TASK DETAILS
Reproduce the material verbatim, from its start through the line containing "199L312 243L307 257L431", with both ends included.

════════

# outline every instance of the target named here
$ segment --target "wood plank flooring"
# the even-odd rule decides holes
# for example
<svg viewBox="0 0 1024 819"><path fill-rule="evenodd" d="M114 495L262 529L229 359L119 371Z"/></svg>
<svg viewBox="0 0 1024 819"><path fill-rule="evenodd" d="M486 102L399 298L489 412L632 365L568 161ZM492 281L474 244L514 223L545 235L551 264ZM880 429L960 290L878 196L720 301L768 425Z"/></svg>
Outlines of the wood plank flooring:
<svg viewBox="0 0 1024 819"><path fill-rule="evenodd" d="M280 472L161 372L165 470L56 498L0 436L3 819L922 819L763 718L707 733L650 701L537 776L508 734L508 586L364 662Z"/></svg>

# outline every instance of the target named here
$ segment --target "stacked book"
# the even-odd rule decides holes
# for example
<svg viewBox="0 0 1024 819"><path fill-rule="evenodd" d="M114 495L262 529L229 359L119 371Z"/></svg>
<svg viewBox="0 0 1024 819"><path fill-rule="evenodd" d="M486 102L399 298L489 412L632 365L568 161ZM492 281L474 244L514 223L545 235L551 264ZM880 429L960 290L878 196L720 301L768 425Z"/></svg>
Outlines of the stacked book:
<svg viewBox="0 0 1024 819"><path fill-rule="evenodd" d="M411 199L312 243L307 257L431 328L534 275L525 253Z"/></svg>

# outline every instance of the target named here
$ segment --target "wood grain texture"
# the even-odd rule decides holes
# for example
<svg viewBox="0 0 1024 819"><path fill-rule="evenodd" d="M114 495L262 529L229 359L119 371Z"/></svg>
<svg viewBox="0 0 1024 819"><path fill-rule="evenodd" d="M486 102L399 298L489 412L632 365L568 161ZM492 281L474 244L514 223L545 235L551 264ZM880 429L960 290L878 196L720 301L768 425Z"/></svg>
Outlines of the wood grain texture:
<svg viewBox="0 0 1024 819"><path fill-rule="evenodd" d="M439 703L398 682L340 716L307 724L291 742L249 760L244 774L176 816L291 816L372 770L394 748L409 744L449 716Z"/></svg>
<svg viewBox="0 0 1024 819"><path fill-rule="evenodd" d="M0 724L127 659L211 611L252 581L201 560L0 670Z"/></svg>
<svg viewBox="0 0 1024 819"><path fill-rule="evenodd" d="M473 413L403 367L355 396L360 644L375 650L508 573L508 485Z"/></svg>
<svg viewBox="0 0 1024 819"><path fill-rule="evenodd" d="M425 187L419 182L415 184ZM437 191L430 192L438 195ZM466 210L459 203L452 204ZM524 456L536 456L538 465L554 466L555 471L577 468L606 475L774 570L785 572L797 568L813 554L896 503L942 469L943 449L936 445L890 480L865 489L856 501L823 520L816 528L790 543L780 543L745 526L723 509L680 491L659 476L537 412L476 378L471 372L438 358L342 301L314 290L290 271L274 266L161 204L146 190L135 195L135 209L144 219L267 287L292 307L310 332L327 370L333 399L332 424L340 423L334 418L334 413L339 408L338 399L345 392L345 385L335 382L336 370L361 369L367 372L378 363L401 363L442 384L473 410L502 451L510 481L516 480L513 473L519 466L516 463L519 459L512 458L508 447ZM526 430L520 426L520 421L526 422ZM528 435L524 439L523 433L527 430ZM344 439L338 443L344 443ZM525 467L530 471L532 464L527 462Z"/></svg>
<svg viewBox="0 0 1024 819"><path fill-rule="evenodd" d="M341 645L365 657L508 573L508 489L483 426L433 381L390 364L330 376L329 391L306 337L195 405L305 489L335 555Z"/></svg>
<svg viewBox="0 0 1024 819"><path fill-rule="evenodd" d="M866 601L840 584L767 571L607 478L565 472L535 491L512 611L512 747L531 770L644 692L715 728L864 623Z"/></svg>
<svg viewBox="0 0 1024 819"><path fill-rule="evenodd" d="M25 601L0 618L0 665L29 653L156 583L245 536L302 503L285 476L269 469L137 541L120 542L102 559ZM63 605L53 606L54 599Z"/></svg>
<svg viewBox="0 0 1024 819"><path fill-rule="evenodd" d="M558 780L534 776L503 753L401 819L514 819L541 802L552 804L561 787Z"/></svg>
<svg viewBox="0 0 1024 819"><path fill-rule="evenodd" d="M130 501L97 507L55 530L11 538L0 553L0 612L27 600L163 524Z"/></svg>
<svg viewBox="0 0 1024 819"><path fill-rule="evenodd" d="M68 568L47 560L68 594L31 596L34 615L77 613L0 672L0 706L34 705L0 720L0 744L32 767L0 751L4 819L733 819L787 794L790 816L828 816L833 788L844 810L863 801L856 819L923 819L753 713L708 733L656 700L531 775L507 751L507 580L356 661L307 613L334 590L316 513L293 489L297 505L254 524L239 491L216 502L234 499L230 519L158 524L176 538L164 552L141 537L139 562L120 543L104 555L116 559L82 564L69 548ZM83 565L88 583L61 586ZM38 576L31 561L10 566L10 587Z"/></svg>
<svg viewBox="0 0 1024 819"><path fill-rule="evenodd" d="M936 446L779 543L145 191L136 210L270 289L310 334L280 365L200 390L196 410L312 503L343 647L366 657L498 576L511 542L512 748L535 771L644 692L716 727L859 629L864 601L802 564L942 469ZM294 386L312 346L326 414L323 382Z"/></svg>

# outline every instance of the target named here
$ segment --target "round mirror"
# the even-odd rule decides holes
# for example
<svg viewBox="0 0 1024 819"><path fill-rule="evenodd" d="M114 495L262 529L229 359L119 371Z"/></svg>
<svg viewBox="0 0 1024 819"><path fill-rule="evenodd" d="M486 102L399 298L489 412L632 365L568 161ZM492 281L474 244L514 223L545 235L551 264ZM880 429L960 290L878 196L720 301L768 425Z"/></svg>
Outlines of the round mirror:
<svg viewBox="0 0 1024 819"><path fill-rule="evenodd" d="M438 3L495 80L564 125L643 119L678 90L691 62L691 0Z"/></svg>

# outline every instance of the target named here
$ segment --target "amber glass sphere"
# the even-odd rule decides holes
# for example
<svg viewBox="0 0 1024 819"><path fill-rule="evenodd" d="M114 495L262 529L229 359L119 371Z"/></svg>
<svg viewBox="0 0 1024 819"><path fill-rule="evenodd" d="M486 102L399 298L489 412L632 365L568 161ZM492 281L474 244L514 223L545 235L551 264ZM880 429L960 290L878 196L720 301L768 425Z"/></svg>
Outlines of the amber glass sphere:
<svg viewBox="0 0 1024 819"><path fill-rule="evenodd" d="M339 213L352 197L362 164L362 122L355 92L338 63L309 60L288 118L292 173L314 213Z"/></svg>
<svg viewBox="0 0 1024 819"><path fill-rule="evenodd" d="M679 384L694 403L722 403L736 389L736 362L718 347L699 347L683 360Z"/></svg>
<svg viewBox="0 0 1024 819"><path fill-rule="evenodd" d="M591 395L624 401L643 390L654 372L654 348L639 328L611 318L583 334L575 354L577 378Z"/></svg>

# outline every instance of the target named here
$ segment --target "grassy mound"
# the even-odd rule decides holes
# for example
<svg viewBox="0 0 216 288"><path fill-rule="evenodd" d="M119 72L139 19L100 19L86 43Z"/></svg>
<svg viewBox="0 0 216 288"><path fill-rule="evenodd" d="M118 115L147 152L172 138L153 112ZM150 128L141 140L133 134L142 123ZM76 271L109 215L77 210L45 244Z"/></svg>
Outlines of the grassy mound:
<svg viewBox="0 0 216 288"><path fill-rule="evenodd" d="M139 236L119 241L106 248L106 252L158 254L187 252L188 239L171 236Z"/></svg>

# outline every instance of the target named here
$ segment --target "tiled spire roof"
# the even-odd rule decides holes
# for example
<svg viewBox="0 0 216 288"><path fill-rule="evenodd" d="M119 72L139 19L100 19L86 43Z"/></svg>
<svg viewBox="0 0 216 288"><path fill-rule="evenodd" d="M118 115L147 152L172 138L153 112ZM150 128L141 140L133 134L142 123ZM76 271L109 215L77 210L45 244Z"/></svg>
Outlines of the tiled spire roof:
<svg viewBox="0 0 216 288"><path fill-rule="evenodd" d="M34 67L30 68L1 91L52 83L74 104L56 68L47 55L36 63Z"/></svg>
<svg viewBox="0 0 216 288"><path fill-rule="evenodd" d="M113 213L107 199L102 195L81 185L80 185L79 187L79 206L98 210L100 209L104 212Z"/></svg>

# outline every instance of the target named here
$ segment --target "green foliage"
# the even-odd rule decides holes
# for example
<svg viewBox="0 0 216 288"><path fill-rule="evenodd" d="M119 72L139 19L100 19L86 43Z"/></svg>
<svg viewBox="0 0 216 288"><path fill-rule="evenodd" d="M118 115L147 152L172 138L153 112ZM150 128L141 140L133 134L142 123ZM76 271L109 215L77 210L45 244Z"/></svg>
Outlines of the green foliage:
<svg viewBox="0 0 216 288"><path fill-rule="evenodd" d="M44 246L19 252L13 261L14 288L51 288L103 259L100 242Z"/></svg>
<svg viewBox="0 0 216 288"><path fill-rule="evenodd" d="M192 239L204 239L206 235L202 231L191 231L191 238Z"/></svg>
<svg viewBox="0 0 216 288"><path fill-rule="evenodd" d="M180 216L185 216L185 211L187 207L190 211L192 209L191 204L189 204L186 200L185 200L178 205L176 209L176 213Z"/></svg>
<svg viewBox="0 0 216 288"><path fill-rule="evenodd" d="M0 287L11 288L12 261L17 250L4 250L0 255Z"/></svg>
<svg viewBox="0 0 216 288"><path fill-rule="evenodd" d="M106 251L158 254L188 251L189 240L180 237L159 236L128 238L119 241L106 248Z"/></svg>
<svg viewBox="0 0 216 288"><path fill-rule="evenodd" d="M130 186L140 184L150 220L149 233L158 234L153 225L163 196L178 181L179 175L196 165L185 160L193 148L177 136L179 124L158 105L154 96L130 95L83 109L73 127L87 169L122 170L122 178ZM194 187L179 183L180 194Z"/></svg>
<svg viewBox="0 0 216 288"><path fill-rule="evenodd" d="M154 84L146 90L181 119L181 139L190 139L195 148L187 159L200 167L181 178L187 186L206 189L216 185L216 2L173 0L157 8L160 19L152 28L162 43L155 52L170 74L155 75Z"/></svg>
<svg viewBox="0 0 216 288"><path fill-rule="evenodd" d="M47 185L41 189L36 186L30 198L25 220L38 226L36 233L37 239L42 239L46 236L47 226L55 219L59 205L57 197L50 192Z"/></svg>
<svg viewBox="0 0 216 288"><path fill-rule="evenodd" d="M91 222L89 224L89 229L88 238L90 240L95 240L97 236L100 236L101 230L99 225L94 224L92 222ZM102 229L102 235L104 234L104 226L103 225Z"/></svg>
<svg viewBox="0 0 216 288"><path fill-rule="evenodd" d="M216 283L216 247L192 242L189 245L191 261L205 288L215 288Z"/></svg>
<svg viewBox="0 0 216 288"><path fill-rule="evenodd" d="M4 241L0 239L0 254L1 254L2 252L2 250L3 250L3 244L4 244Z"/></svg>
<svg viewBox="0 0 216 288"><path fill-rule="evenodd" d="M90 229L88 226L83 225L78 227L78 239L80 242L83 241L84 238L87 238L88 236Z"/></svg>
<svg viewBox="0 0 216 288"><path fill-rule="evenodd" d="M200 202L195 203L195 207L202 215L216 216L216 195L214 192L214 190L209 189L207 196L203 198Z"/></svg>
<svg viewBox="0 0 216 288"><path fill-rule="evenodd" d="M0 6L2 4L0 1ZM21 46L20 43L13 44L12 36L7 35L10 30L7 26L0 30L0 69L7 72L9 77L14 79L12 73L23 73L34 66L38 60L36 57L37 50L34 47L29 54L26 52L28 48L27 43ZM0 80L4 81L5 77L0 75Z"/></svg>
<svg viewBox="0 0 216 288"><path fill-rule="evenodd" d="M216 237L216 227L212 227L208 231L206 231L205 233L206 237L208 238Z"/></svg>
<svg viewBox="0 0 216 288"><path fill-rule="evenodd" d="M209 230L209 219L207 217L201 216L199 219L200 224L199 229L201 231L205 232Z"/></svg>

════════

RESULT FOR THIS EXERCISE
# outline every instance of the target named here
$ segment --target "wood plank flooring"
# the even-odd rule decides holes
# for example
<svg viewBox="0 0 1024 819"><path fill-rule="evenodd" d="M114 495L262 529L229 359L119 371Z"/></svg>
<svg viewBox="0 0 1024 819"><path fill-rule="evenodd" d="M486 102L399 298L489 412L632 365L568 161ZM492 281L474 244L514 223L545 235L551 264ZM880 429L960 290L878 196L720 301L768 425Z"/></svg>
Outlines of the wood plank flooring:
<svg viewBox="0 0 1024 819"><path fill-rule="evenodd" d="M280 472L161 372L165 470L56 498L0 436L3 819L922 819L763 718L707 733L650 701L537 776L508 734L508 586L364 662Z"/></svg>

# outline every instance of the target named here
$ segment --target "stacked book"
# the even-odd rule decides holes
# for example
<svg viewBox="0 0 1024 819"><path fill-rule="evenodd" d="M114 495L262 529L229 359L119 371Z"/></svg>
<svg viewBox="0 0 1024 819"><path fill-rule="evenodd" d="M486 102L399 298L489 412L632 365L568 161ZM492 281L474 244L514 223L545 235L551 264ZM880 429L960 290L878 196L720 301L768 425Z"/></svg>
Outlines of the stacked book:
<svg viewBox="0 0 1024 819"><path fill-rule="evenodd" d="M411 199L312 243L307 257L431 328L534 275L525 253Z"/></svg>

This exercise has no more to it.